КОРОТКОЕ ЗАДАНИЕ A: Оформите в виде таблицы Markdown строки записей, начиная с самой первой строки записей и заканчивая строкой, содержащей "an outline is", включительно. Пустые строки пропустите, а столбцы назовите «Номер» и «Строка записи».

ФРАГМЕНТ СТРАНИЦЫ:

Софокл и его трагедийное творчество. Научно-популярные статьи - Фаддей Зелинский
- Дата:19.06.2024
- Категория: Научные и научно-популярные книги / Прочая научная литература
- Название: Софокл и его трагедийное творчество. Научно-популярные статьи
- Автор: Фаддей Зелинский
- Просмотров:2
- Комментариев:0
Шрифт:
Интервал:
Закладка:
Прежде чем покончить с речью, следует указать на один ее элемент, который немало смущал современных критиков поэта, – именно на ее заключительный аккорд. К такому стремится каждая речь; где мы его не имеем – как, например, в молитве Эдипа («Эдип Колонский») – там она кажется нам не законченной, а оборванной.

ПРЕДОСТАВЛЕННЫЕ МАТЕРИАЛЫ:
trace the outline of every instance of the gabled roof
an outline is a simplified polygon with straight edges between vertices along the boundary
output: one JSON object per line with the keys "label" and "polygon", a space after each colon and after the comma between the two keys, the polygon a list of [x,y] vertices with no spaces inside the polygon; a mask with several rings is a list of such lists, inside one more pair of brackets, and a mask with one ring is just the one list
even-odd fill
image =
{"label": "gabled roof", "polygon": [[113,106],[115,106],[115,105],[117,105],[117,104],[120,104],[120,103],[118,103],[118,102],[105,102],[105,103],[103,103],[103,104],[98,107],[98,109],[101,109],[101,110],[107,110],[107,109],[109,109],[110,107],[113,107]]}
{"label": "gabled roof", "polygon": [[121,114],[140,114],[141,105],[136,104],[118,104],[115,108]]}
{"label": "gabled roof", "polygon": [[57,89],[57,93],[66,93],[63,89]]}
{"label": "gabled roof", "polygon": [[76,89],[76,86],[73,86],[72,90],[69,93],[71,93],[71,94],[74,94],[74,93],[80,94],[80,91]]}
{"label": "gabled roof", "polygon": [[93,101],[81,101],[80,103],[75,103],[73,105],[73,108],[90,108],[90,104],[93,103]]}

КОРОТКОЕ ЗАДАНИЕ B:
Ответьте по фрагменту страницы о Софокле на вопросы ниже, помечая ответы так же.
(i) Какая дата указана на странице?
(ii) Какой элемент речи немало смущал современных критиков поэта?
(iii) В молитве какого персонажа, по словам фрагмента, такого элемента нет?

ПРАВИЛЬНЫЙ РЕЗУЛЬТАТ A:
| Номер | Строка записи |
|---|---|
| 1 | trace the outline of every instance of the gabled roof |
| 2 | an outline is a simplified polygon with straight edges between vertices along the boundary |

ПРАВИЛЬНЫЙ РЕЗУЛЬТАТ B:
(i) 19.06.2024.
(ii) Заключительный аккорд речи.
(iii) В молитве Эдипа («Эдип Колонский»).